◆ **Stated problem**: Rewrite the entries below with every "single point" changed to "one point". Keep all other text unchanged.

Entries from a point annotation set
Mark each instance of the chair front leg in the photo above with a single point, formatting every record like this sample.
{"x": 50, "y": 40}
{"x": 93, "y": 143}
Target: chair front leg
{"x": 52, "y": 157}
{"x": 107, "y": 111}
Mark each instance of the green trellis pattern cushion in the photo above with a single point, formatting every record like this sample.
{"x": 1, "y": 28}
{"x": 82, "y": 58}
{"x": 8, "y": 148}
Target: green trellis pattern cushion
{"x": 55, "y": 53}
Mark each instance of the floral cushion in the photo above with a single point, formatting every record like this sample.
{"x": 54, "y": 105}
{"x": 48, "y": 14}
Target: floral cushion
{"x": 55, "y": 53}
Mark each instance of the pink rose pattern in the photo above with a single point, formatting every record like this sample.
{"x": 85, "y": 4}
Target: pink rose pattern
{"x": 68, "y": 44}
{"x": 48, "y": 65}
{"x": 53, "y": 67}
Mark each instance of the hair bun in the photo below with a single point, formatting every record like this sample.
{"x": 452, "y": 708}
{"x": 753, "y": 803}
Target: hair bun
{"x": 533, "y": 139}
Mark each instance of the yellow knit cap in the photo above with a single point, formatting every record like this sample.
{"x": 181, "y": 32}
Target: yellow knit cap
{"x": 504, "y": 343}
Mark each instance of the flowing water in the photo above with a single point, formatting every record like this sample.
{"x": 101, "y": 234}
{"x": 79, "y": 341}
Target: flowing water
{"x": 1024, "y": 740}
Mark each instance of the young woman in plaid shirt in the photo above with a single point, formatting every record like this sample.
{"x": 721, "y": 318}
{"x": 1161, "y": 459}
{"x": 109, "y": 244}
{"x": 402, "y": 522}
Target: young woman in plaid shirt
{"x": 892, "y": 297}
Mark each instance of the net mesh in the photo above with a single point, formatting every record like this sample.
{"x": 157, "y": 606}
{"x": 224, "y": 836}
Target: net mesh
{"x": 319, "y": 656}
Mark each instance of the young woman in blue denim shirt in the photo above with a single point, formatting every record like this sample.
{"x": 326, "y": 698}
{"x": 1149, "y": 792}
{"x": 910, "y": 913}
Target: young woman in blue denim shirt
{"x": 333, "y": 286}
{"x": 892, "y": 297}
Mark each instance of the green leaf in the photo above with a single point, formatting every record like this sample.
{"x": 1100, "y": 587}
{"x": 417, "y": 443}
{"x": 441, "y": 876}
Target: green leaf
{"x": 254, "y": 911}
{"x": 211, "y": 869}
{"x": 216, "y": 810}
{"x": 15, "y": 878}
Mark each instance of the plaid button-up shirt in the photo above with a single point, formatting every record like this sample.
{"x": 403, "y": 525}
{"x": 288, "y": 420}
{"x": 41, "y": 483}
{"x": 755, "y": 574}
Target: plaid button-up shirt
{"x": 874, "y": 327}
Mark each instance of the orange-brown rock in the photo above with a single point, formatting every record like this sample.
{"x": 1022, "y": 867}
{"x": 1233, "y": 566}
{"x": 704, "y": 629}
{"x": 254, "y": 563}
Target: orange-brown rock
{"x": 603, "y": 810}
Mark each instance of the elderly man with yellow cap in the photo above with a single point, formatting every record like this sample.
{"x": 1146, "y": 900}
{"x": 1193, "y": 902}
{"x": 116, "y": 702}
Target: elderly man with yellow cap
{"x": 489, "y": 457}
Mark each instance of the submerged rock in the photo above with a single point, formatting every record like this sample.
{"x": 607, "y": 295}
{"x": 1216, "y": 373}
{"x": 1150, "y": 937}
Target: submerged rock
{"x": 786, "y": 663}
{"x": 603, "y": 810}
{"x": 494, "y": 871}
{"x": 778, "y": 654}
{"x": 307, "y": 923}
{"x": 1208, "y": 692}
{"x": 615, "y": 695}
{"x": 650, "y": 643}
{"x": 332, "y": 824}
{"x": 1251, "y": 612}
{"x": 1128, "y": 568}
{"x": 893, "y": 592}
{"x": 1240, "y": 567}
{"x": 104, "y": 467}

◆ **Full solution**:
Mark each instance of the chair front leg in the photo above with a one point, formatting every record like this sample.
{"x": 50, "y": 40}
{"x": 93, "y": 143}
Target: chair front leg
{"x": 52, "y": 157}
{"x": 107, "y": 111}
Mark each instance of the green trellis pattern cushion in the photo above with a one point, formatting every record like this sample.
{"x": 1, "y": 28}
{"x": 82, "y": 58}
{"x": 8, "y": 148}
Target: green trellis pattern cushion
{"x": 55, "y": 53}
Mark each instance of the floral cushion in the photo above with a one point, formatting every record like this sample.
{"x": 54, "y": 105}
{"x": 48, "y": 14}
Target: floral cushion
{"x": 55, "y": 53}
Mark each instance of the pink rose pattern in the photo above with a one point, formatting every record like this sample.
{"x": 85, "y": 4}
Target: pink rose pattern
{"x": 68, "y": 44}
{"x": 48, "y": 65}
{"x": 53, "y": 67}
Mark each instance of the hair bun in the photo below with a one point, formatting every record like this sample.
{"x": 452, "y": 708}
{"x": 753, "y": 803}
Target: hair bun
{"x": 533, "y": 139}
Mark each instance of the yellow knit cap in the photo above with a one point, formatting every record like this sample.
{"x": 181, "y": 32}
Target: yellow knit cap
{"x": 504, "y": 343}
Mark each instance of the flowing water in the photo above with a one point, formatting every record like this sample.
{"x": 101, "y": 234}
{"x": 79, "y": 341}
Target: flowing water
{"x": 1024, "y": 740}
Mark each instance of the young woman in plaid shirt in the photo above with a one point, formatting every record like this sample.
{"x": 721, "y": 318}
{"x": 1161, "y": 459}
{"x": 109, "y": 244}
{"x": 402, "y": 522}
Target: young woman in plaid shirt
{"x": 892, "y": 297}
Mark each instance of the net mesh in the photo above with a one point, formatting every record like this sample.
{"x": 157, "y": 606}
{"x": 224, "y": 836}
Target: net mesh
{"x": 319, "y": 656}
Mark each instance of the young woman in blue denim shirt in the photo above with a one point, formatting every record like this sample.
{"x": 326, "y": 698}
{"x": 1149, "y": 792}
{"x": 910, "y": 913}
Target: young woman in blue denim shirt
{"x": 333, "y": 286}
{"x": 892, "y": 297}
Mark each instance of the green leaf in the photo above with a one point, formatting every record like this sample.
{"x": 1100, "y": 587}
{"x": 417, "y": 443}
{"x": 441, "y": 876}
Target: green leaf
{"x": 254, "y": 911}
{"x": 211, "y": 869}
{"x": 216, "y": 810}
{"x": 15, "y": 878}
Mark each instance of the plaid button-up shirt in the photo above with a one point, formatting every record like this sample.
{"x": 403, "y": 525}
{"x": 288, "y": 420}
{"x": 41, "y": 483}
{"x": 755, "y": 574}
Target: plaid button-up shirt
{"x": 874, "y": 327}
Mark each instance of the orange-brown rock in the photo above with a one point, formatting every record like this sample.
{"x": 1022, "y": 867}
{"x": 1233, "y": 566}
{"x": 704, "y": 629}
{"x": 254, "y": 563}
Target: orange-brown rock
{"x": 603, "y": 810}
Mark each instance of the elderly man with yellow cap in the photo above with a one point, formatting every record like this sample.
{"x": 1146, "y": 900}
{"x": 1193, "y": 902}
{"x": 116, "y": 702}
Target: elderly man with yellow cap
{"x": 489, "y": 457}
Mark each instance of the submerged rock in the photo above with a one point, formatting every record like this sample.
{"x": 607, "y": 295}
{"x": 1216, "y": 373}
{"x": 1150, "y": 937}
Target: submerged rock
{"x": 786, "y": 663}
{"x": 603, "y": 810}
{"x": 494, "y": 871}
{"x": 778, "y": 654}
{"x": 307, "y": 923}
{"x": 1208, "y": 692}
{"x": 615, "y": 695}
{"x": 650, "y": 643}
{"x": 332, "y": 824}
{"x": 1251, "y": 612}
{"x": 1128, "y": 568}
{"x": 893, "y": 592}
{"x": 1240, "y": 567}
{"x": 104, "y": 467}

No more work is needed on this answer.